-- START PAGE EXCERPT --
Nov. 23rd, 2008 | 12:36 am

All Tomorrow's Parties All Tomorrow's Parties by William Gibson

My review

rating: 4 of 5 stars
This review contains spoilers.

The conclusion of "The Bridge Trilogy" was bittersweet for me. I very much enjoyed watching Rydell, the down-on-his-luck failed cop cum security guard, stumble his way through Gibson's world and continue to land on his feet while playing pivotal roles in events too large for him to really comprehend. That ability to land on his feet is what prevents Rydell from attaining his goal of being on the reality-show "Cops in Trouble". I also enjoyed Chevette, the street-wise bike courier originating from the Bridge whose street smarts let her see what Rydell consistently misses. Some of the most piercing insights of the book are delivered through her. I'm sad to be leaving this character and others. I enjoyed the ride, yet found the climax missed the mark.

In this final installment, Rydell finds himself the custodian of Rei Torei, the Japanese media icon who has never been anything but an media construct, self aware and emergent, and also iconic. Perhaps this character was meant to represent how our own perceptions of celebrity are unattainable even for celebrities. Both Rydell and Rei are guided from cyberspace by Laney, the lens through which Gibson focuses his critical eye on the media and our mass-produced culture. Laney is cursed by the ability to aggregate data on the Net and perceive inflection points both in people's personal lives and in the course of society. Laney calls them nodal points, and he perceives a nodal point only once equaled in history is in the process of forming, the epicenter of which is on perhaps the most intriguing character of the trilogy, The Bridge.
-- END PAGE EXCERPT --
PROBLEM SET:
[1] Answer these questions about the All Tomorrow's Parties review, one line each:
(a) What rating does the review give the book?
(b) What reality show does Rydell want to appear on?
(c) What does Laney call the inflection points he perceives?
[2] Write a continuation of the All Tomorrow's Parties review, starting right after its last sentence.
-- START DATA SHOWN --
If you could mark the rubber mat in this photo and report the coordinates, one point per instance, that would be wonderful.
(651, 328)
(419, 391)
-- END DATA SHOWN --
THE REPLIES:
[1]
(a) 4 of 5 stars
(b) "Cops in Trouble"
(c) Nodal points

[2]
The Bridge is what we know as the San Francisco-Oakland Bay Bridge, and in the novel it was condemned after earth-quake damage rendered it unsafe for vehicular traffic. Eventually it was settled by squatters, becoming a fairly autonomous subculture, and a refuge from the corporatized monoculture of the rest of the city. Gibson did a nice job painting this environment with rich textures. So much so that the discovery of a Lucky Dragon convenience store (think 7-11) at the entrance to the bridge in this third novel jarred me as much as it did the characters.

Guiding events, even shaping them and causing the nodal point to come to fruition, is the villain of the series, Cody Hargrove. Unfortunately, the climax loses some of its punch due to the fact that the outcome Hargrove seeks to manifest is ambiguous even by his own admission. Hargrove seeks not to eliminate an enemy, or reap a fortune. Rather, he is attempting to manifest pivotal change while maintaining his position on the other side of that change. In that way, Hargrove's intentions aren't personal, they are corporate, and perhaps he is simply meant to be a human face for the ambitions of corporate greed. The desire for corporations to suppress threats (change) yet survive and profit from the change that does happen fits perfectly.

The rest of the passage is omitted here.